_DO THIS_
Return every line in the rows below that contains the string "fender".

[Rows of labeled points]
-=-=-=-=-

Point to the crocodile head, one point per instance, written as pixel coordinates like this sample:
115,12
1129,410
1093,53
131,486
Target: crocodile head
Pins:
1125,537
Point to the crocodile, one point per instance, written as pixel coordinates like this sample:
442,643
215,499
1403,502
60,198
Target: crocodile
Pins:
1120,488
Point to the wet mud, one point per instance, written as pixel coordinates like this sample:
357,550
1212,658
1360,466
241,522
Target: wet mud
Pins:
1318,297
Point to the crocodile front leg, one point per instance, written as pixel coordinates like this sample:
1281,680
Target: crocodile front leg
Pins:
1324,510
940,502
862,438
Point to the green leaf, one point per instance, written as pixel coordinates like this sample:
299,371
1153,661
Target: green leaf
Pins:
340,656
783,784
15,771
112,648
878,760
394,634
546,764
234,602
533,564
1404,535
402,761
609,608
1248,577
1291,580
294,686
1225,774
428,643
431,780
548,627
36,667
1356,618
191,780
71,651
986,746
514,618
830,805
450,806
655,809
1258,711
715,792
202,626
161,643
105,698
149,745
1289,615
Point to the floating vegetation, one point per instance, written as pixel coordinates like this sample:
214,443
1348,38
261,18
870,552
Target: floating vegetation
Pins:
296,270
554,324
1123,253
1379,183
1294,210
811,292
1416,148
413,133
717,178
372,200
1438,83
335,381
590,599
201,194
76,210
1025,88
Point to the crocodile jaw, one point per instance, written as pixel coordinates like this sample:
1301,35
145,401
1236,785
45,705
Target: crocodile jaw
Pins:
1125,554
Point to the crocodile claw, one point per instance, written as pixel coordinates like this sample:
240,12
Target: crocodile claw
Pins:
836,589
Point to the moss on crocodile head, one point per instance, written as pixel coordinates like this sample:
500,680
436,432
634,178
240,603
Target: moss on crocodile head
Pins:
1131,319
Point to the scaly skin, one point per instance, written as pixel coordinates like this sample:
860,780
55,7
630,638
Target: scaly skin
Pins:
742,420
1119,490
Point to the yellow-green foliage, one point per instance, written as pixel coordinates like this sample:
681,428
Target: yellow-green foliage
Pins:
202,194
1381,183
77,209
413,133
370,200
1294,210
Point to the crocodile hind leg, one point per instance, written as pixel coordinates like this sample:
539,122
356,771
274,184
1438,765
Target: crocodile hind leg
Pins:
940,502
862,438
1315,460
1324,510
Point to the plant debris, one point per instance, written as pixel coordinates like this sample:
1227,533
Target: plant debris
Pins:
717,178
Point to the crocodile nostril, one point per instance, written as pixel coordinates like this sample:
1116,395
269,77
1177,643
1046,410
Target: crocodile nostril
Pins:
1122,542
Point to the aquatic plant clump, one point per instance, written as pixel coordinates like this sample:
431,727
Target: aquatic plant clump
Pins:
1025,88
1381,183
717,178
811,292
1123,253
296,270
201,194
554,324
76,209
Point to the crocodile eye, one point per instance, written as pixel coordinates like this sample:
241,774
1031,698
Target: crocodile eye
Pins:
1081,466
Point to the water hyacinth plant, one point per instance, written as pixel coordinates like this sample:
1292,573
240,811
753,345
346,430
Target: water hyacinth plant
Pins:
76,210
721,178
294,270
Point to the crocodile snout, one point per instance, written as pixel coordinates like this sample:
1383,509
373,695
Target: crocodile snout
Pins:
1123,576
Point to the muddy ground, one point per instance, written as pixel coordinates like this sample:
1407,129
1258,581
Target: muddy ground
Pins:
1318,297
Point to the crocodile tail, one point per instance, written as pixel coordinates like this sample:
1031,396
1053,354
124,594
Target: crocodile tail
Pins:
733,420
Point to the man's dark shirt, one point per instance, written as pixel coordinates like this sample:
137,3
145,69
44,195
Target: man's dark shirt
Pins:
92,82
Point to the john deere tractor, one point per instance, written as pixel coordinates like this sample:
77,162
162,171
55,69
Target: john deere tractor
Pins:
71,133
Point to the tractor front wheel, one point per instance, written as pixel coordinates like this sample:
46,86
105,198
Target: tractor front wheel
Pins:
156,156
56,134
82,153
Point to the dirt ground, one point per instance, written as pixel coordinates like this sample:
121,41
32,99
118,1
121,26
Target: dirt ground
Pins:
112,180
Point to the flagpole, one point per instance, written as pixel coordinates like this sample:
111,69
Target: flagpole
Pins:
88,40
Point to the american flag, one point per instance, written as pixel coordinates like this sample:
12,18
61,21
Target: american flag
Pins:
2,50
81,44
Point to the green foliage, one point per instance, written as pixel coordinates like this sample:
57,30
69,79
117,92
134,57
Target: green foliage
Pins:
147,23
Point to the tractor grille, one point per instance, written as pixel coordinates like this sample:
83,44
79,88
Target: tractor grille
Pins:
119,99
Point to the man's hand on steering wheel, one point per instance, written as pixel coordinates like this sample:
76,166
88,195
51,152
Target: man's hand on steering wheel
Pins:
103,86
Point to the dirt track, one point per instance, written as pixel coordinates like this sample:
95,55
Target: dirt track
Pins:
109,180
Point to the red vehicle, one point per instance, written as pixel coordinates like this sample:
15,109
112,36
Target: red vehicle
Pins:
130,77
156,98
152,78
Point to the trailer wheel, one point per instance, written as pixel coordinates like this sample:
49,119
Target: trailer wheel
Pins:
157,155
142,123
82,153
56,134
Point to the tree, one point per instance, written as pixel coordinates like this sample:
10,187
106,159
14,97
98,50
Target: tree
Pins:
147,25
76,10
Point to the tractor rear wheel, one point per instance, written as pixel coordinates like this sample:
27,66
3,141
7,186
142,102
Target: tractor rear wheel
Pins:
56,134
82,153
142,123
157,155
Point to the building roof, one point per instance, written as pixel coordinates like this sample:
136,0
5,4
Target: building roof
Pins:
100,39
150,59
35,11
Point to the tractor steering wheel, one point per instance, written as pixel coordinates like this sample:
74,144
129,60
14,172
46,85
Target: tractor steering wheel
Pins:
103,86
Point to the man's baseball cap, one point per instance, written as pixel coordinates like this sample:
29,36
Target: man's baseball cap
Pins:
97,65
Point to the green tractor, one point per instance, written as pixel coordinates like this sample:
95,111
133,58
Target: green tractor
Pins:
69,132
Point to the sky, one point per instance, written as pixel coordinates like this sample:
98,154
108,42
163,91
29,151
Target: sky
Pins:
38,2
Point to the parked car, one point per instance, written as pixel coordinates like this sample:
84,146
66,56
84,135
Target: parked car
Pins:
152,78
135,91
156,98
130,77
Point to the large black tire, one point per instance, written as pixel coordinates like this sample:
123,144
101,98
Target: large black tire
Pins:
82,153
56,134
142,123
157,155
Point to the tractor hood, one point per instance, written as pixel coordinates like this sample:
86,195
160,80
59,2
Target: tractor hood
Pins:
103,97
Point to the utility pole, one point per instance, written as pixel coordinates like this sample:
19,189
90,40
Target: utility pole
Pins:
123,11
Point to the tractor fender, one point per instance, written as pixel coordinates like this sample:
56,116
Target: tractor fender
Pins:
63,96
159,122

-=-=-=-=-

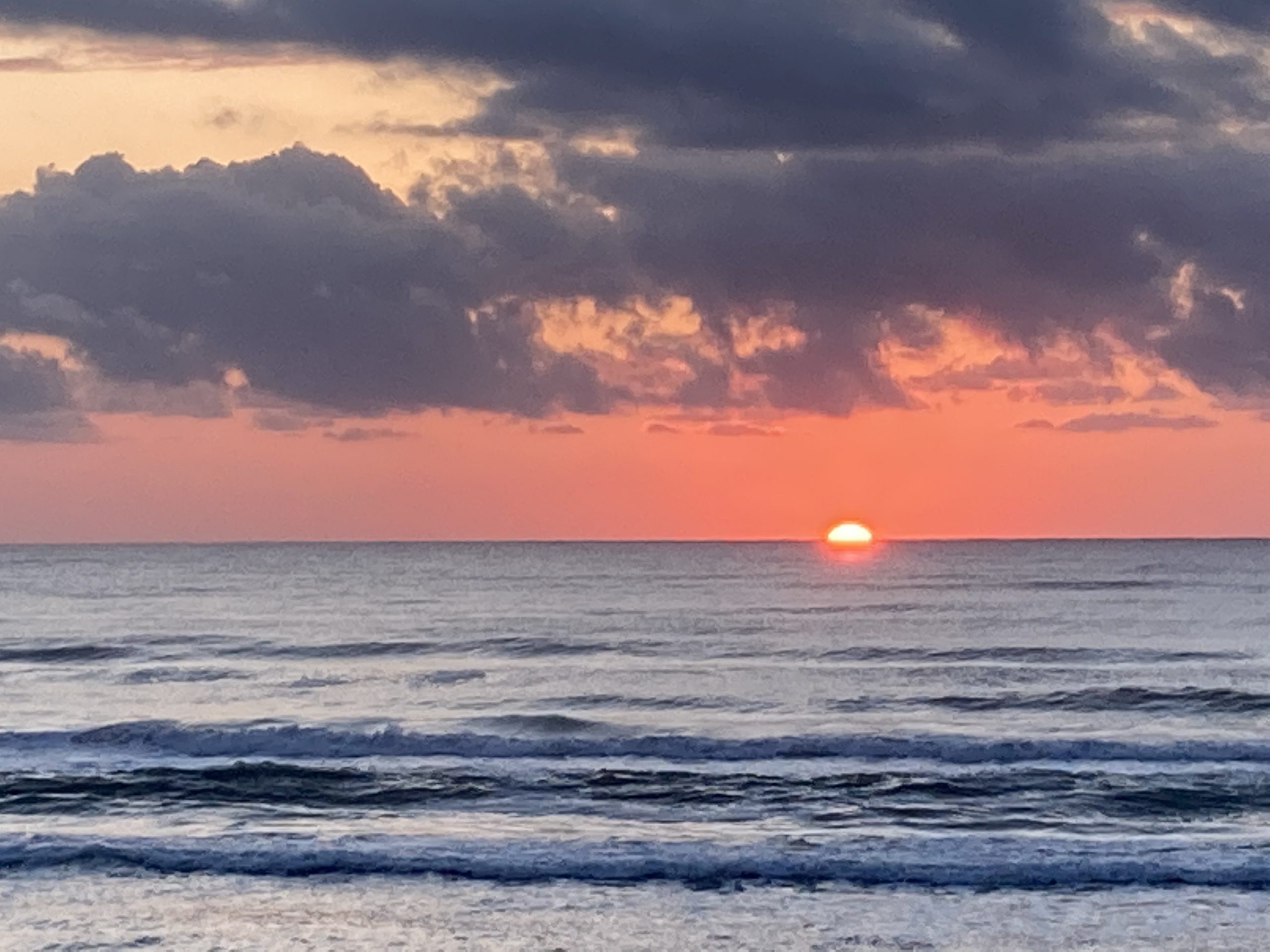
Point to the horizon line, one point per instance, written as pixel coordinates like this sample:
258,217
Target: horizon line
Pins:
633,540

-=-=-=-=-

_REPLY TO THE TASK_
Point to the tractor fender, one point per instance, written as pixel coordinates like this sample:
Target: tractor fender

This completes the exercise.